→ **PROBLEM TO SOLVE**:
Make an exact transcript of the lines in the data below, starting with the one containing "Target: wolf's muzzle" and going on through the one containing "147, row 14.", with both included and the pictures left out.

Items listed in a dataset:
********
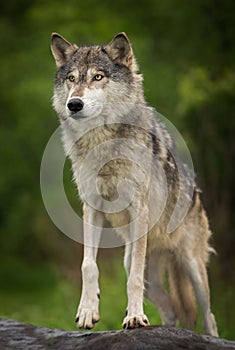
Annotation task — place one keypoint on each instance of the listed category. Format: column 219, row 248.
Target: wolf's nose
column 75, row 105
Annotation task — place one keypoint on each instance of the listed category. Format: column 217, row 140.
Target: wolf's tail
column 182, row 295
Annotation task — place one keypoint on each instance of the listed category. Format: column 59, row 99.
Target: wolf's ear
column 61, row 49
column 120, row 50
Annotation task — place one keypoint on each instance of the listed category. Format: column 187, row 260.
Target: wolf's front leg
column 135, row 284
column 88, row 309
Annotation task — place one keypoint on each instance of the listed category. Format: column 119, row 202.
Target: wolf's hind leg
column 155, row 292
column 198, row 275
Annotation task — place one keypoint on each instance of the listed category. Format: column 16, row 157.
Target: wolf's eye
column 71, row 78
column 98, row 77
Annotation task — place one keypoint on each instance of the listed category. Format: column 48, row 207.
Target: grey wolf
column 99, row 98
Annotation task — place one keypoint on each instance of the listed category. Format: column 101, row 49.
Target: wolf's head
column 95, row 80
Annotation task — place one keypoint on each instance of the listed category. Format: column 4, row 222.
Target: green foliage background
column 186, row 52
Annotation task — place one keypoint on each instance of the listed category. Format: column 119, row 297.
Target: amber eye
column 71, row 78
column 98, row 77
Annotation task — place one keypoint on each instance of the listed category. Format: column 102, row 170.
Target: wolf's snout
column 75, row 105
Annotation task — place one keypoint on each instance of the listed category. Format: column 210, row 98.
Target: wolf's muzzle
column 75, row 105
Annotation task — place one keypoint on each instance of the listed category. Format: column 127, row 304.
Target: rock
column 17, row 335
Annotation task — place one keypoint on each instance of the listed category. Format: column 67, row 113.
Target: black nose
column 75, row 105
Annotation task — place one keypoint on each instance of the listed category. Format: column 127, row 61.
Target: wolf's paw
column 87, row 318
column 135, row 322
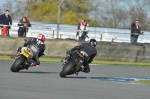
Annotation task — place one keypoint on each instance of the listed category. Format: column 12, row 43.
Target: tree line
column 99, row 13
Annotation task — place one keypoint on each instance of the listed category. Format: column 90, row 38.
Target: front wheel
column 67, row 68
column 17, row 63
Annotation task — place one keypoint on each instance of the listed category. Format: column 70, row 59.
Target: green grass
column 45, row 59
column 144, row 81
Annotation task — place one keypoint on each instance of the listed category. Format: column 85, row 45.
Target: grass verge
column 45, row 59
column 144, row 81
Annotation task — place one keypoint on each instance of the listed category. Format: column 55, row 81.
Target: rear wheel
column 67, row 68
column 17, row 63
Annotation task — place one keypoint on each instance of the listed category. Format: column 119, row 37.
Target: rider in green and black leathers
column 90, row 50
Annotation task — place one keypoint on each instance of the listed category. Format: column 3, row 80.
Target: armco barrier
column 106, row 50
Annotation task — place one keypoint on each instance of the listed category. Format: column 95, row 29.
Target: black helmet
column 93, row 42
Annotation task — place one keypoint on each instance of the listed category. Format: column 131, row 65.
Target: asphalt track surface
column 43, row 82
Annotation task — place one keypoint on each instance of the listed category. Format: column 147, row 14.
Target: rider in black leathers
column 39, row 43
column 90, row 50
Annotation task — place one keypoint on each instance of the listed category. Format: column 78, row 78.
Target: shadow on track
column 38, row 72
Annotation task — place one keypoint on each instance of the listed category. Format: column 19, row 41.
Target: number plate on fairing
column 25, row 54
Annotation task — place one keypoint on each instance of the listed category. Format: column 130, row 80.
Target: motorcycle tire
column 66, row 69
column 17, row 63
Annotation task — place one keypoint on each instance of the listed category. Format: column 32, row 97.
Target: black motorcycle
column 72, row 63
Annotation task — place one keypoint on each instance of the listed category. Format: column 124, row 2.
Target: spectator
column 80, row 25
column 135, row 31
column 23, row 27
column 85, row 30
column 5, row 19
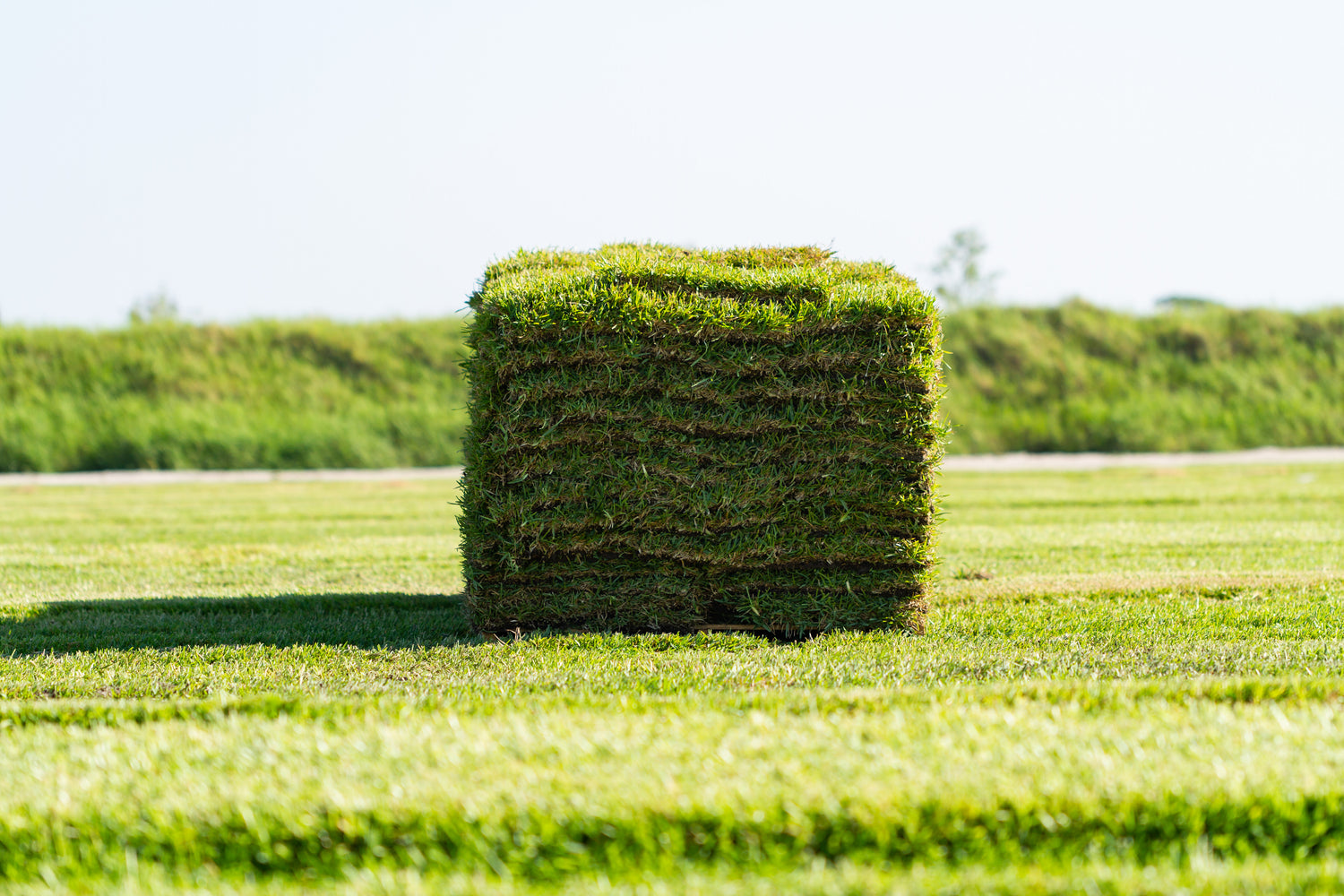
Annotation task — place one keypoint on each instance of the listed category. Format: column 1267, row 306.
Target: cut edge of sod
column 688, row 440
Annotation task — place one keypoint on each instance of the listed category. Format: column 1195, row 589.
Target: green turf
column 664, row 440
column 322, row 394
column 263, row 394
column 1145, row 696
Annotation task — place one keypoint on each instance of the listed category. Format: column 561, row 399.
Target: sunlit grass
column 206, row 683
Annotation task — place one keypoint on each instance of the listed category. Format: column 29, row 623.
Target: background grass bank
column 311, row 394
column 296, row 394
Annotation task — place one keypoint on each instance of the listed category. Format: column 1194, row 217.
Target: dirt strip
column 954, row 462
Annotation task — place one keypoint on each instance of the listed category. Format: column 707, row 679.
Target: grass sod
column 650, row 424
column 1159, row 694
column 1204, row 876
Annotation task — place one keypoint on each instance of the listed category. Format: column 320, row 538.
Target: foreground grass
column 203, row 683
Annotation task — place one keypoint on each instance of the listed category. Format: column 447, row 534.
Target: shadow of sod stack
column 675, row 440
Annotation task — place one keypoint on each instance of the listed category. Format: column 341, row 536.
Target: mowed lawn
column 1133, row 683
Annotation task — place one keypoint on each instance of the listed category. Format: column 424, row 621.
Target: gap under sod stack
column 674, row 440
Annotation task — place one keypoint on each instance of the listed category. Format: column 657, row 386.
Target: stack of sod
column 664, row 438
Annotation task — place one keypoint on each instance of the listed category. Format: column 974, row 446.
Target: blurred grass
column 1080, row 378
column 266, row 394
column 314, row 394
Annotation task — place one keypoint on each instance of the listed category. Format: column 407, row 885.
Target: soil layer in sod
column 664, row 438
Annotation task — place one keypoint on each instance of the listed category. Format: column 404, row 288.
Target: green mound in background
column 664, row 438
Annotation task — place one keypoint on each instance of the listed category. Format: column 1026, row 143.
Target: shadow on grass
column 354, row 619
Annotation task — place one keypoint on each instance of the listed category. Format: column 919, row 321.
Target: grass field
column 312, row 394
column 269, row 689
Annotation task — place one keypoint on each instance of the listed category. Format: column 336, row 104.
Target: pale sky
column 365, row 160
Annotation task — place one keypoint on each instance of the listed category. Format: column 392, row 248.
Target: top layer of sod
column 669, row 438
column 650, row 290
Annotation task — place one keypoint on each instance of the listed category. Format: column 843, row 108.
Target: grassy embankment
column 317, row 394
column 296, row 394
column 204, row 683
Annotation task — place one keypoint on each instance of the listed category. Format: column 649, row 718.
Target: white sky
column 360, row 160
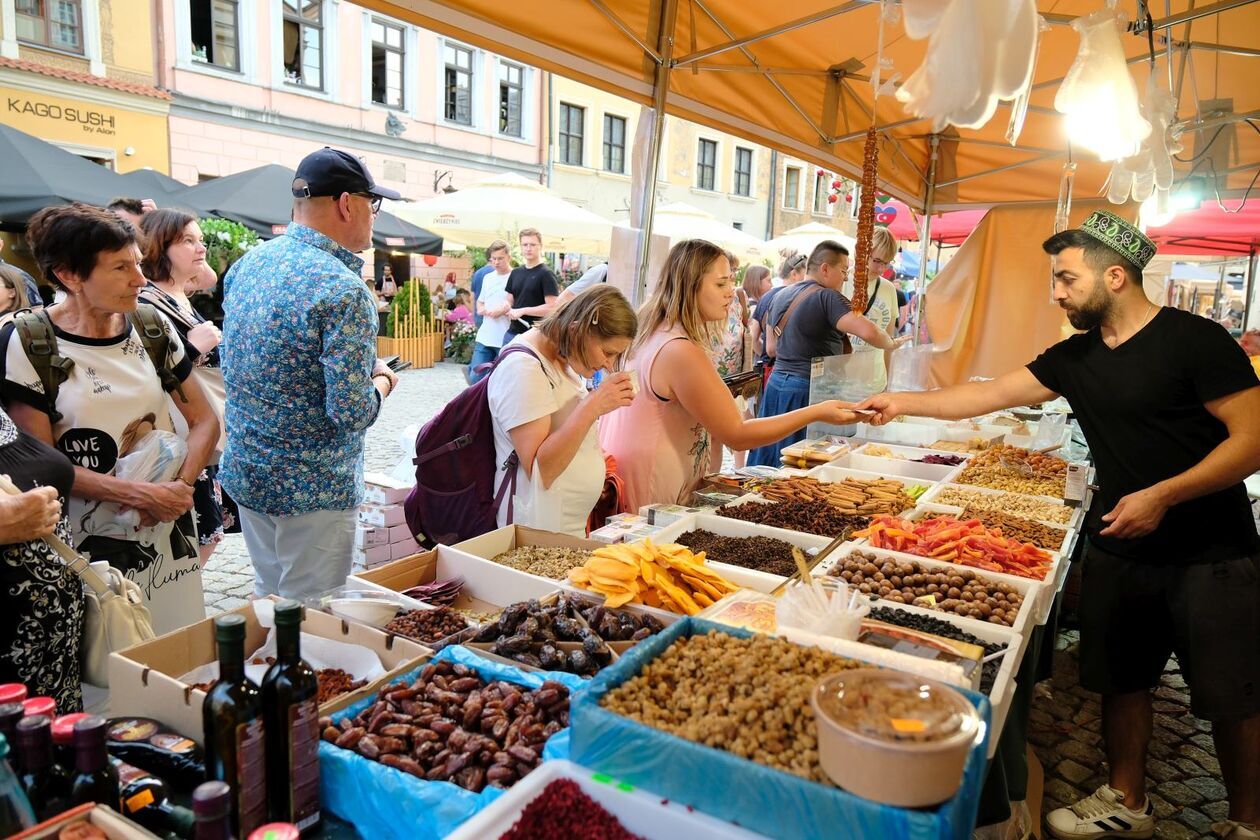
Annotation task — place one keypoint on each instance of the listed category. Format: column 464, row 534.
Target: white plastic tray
********
→ **TASK OUTPUT**:
Target: wolf's muzzle
column 75, row 105
Annotation task — place one keypoint on each instance of the listed category. Format: column 127, row 304.
Target: rock
column 17, row 335
Annotation task — place one keypoint on each instance of the listed category. Format: column 67, row 113.
Target: black nose
column 75, row 105
Annotation task — place one keypoint on each instance of the listed category. Format: column 127, row 61.
Target: wolf's paw
column 87, row 318
column 135, row 322
Annotation task — place one keypoint on each instance of the listed category. Format: column 12, row 43.
Target: tree line
column 99, row 13
Annotation task — place one keypoint on each instance of the listed category. Format: column 90, row 38.
Target: front wheel
column 67, row 68
column 17, row 63
Annotation task — place one keypoint on each instance of the listed category. Format: column 70, row 59.
Target: green grass
column 45, row 59
column 144, row 81
Annotation task — place one keypoint on each instance of the listed category. Format: column 85, row 45.
Target: grass verge
column 45, row 59
column 144, row 81
Annotation task — place one keypoint on each instance of the listed category. Format: column 55, row 81.
Target: rear wheel
column 67, row 68
column 17, row 63
Annotation task — place one keypoint on each instance of the listed category. Format: column 119, row 37.
Target: rider in green and black leathers
column 90, row 50
Annotation task — place one keypoint on each instance of the listed category. Format: column 3, row 80.
Target: armco barrier
column 106, row 50
Annotation task — place one keypoint on each instance of the listed category. Format: column 95, row 29.
Target: black helmet
column 93, row 42
Annotation task — place one keypoint on each instance of the listed category. Format: column 131, row 65.
Target: asphalt track surface
column 43, row 82
Annotation task — place one keypoint on each instance of the listed category. Format: column 147, row 14.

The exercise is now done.